§ TO DO
Add -99 to every coordinate in the answer points of the records, from the start up to and including the line with "point(981, 231)", and write out all of those lines again with every other line left as it is.
**** DATA ENTRIES ****
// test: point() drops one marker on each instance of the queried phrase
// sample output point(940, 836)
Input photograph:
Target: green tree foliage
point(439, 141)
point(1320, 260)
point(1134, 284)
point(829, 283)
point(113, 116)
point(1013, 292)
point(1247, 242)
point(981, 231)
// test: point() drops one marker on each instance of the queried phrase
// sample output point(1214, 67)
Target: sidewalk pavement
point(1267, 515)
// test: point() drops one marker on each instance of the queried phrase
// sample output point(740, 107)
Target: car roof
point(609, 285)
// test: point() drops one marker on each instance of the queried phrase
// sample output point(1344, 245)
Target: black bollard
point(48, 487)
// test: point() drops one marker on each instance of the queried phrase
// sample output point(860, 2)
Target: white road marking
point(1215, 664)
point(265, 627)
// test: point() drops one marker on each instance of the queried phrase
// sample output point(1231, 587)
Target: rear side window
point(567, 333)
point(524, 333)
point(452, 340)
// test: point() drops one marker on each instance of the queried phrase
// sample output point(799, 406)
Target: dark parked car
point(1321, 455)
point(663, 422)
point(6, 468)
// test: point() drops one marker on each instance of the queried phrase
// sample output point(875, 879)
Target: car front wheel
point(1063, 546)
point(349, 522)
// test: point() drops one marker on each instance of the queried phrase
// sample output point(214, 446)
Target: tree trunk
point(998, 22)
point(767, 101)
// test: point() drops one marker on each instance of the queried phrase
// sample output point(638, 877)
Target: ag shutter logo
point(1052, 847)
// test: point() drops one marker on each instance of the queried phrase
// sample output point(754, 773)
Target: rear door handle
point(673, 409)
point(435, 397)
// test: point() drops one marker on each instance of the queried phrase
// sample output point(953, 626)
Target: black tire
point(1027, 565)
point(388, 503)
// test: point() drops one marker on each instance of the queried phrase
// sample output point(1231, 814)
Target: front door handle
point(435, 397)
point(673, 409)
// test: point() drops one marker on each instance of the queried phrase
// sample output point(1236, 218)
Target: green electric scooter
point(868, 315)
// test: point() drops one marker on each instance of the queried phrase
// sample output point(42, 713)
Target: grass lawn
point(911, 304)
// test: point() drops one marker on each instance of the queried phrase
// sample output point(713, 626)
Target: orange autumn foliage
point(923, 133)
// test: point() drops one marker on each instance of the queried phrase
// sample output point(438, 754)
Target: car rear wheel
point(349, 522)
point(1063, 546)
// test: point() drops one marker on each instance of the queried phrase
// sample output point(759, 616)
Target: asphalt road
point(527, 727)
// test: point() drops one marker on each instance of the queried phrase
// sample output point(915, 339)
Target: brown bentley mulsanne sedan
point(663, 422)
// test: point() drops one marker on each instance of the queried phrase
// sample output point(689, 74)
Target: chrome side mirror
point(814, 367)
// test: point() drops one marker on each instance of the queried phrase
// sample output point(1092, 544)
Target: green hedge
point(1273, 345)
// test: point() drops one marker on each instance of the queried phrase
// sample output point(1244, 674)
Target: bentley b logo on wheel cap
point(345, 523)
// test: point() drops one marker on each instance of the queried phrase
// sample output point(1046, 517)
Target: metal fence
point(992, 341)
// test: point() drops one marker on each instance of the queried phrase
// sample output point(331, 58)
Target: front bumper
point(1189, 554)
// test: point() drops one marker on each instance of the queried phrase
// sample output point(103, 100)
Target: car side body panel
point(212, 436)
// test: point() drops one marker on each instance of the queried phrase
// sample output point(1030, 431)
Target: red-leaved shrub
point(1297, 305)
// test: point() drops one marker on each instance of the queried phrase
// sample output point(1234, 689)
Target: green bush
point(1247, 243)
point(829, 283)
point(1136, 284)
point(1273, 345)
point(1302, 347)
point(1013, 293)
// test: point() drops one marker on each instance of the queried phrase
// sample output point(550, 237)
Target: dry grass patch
****
§ RESULT OF THIS TASK
// test: point() drops one marker on each instance of the queried phrase
// sample output point(940, 836)
Input photograph:
Target: green tree foliage
point(340, 42)
point(1221, 161)
point(1035, 185)
point(730, 184)
point(14, 17)
point(914, 193)
point(1148, 143)
point(882, 132)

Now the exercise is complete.